[DATA TO PROCESS start]

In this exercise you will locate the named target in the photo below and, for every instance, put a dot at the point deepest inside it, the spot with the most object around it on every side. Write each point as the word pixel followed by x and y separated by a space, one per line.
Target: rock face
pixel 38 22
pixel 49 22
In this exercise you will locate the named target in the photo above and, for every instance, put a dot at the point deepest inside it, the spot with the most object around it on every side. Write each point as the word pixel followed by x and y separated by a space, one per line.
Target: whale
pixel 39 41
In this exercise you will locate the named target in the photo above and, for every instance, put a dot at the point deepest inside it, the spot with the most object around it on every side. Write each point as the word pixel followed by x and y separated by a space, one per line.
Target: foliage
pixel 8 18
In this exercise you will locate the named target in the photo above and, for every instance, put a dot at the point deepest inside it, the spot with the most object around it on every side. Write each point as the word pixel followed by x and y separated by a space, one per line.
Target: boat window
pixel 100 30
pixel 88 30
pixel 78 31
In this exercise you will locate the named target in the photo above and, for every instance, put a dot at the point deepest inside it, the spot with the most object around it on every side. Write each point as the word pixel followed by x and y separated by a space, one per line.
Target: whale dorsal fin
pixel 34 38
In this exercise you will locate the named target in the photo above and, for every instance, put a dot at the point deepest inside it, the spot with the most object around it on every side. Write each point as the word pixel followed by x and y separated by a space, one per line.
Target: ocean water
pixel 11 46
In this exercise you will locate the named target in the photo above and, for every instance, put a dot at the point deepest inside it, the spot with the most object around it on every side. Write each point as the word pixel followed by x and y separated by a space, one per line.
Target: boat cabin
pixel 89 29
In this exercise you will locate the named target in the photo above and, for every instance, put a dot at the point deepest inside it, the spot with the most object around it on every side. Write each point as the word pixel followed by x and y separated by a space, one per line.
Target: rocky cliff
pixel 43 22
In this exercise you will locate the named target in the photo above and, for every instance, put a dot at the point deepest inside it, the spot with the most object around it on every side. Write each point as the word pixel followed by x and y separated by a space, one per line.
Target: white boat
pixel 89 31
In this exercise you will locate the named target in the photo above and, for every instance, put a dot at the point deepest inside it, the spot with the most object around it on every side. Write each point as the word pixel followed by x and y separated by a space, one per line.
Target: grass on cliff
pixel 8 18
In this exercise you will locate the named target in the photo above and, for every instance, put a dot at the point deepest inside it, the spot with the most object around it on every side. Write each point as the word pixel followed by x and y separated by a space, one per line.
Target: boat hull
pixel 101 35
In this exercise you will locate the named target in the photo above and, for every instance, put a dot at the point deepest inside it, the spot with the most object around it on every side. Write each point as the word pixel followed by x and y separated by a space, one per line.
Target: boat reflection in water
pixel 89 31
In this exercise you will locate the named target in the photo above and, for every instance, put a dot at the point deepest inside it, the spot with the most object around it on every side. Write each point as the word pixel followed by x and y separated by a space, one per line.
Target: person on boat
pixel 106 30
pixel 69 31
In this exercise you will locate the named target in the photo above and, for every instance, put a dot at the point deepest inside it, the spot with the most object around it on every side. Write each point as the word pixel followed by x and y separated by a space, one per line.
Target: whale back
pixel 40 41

[DATA TO PROCESS end]

*TASK INSTRUCTIONS*: Type out the entries again, word for word.

*RESPONSE BELOW*:
In this exercise you will locate the named target in the photo below and, for every instance, put a dot at the point deepest inside it, the spot with the most object around it on every side. Write each point as the word pixel followed by x and y separated by a space, one per line.
Target: rock face
pixel 38 22
pixel 49 22
In this exercise you will locate the named target in the photo above and, for every instance, put a dot at the point deepest inside it, the spot with the most object around it on every side. Write each point as the word pixel followed by x and y separated by a space, one per line.
Target: whale
pixel 39 41
In this exercise you will locate the named target in the photo above and, for every instance, put a dot at the point deepest inside it, the spot with the most object around it on every side. Write each point as the word pixel followed by x and y separated by a space, one per line.
Target: foliage
pixel 8 18
In this exercise you will locate the named target in the photo above and, for every instance, put a dot at the point deepest inside it, the spot with the most object around it on every side. Write each point as the word pixel followed by x and y separated by a space, one per line.
Target: boat window
pixel 100 30
pixel 88 30
pixel 78 31
In this exercise you will locate the named target in the photo above and, for every instance, put a dot at the point deepest inside it, the spot with the most object around it on every side. Write each point as the word pixel followed by x and y separated by a space, one per line.
Target: whale dorsal fin
pixel 34 38
In this exercise you will locate the named target in the photo above and, for every instance, put a dot at the point deepest inside it, the spot with the most object around it on every side. Write each point as the word pixel followed by x and y separated by a space, one per line.
Target: ocean water
pixel 11 46
In this exercise you will locate the named target in the photo above and, for every instance, put a dot at the point deepest inside it, the spot with the most object around it on every side. Write each point as the word pixel followed by x and y separated by a space, one per line.
Target: boat cabin
pixel 89 29
In this exercise you will locate the named target in the photo above and, for every instance, put a dot at the point deepest inside it, the spot with the most object around it on every side. Write each point as the word pixel followed by x and y separated by a space, one per line.
Target: rocky cliff
pixel 43 22
In this exercise you will locate the named target in the photo above and, for every instance, put a dot at the point deepest inside it, the spot with the most object around it on every side. Write each point as the word pixel followed by x and y separated by a space, one per line.
Target: white boat
pixel 89 31
In this exercise you will locate the named target in the photo above and, for every instance, put a dot at the point deepest inside it, the spot with the most object around it on every side. Write each point as the word pixel followed by x and y separated by a space, one per line.
Target: grass on cliff
pixel 8 18
In this exercise you will locate the named target in the photo above and, for every instance, put a dot at the point deepest inside it, the spot with the most object around it on every side. Write each point as the word pixel followed by x and y separated by a space, one per line.
Target: boat hull
pixel 101 35
In this exercise you will locate the named target in the photo above and, for every instance, put a dot at the point deepest inside it, the spot with the most object around it on every side. Write each point as the word pixel followed by x and y separated by a space, one per line.
Target: boat reflection in water
pixel 89 31
In this exercise you will locate the named target in the photo above and, for every instance, put a dot at the point deepest inside it, the spot with the most object around it on every side. Write each point as the word pixel followed by x and y separated by a space, one per line.
Target: person on boat
pixel 106 30
pixel 69 31
In this exercise you will locate the named target in the photo above and, for every instance, put a dot at the point deepest inside it, the spot with the most object around it on every side. Write each point as the word pixel followed by x and y separated by a space, one per line.
Target: whale back
pixel 40 41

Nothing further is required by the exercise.